* THE DATA *
::::::

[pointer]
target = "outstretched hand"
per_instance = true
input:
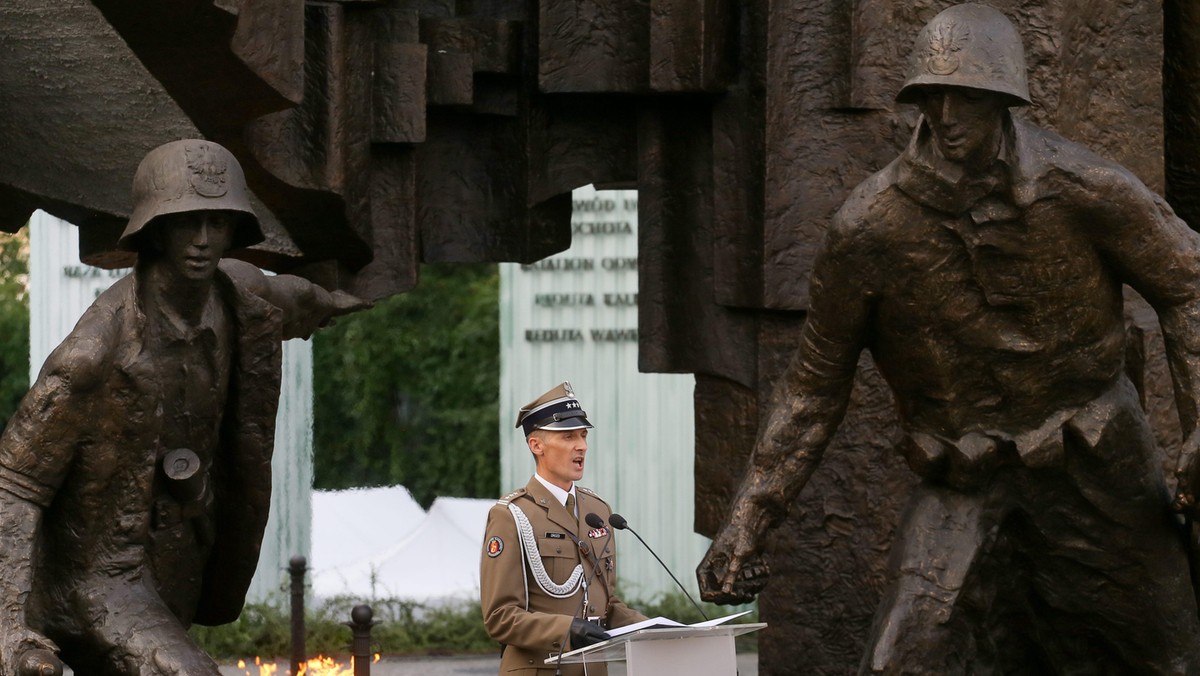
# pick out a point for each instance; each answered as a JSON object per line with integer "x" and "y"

::::::

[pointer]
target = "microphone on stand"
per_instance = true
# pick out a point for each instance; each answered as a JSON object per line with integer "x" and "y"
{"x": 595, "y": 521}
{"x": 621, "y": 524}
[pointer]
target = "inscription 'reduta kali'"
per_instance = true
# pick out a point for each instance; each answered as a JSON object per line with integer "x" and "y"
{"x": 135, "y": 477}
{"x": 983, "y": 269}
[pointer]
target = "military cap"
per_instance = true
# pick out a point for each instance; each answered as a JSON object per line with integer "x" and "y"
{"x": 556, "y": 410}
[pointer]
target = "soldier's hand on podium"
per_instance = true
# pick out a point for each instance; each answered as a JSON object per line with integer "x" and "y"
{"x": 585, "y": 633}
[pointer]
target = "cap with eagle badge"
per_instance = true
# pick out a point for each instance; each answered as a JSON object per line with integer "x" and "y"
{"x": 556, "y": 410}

::::::

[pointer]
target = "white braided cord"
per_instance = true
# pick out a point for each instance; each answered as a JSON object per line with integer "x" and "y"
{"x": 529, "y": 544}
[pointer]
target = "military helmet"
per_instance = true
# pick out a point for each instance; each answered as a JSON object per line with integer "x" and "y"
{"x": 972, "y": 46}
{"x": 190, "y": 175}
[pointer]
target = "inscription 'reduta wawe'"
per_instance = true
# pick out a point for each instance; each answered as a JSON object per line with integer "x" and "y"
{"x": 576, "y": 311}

::::::

From the material above, copy out every line bearing the string "hand".

target = "outstretched hand"
target = "soldier's hand on podium"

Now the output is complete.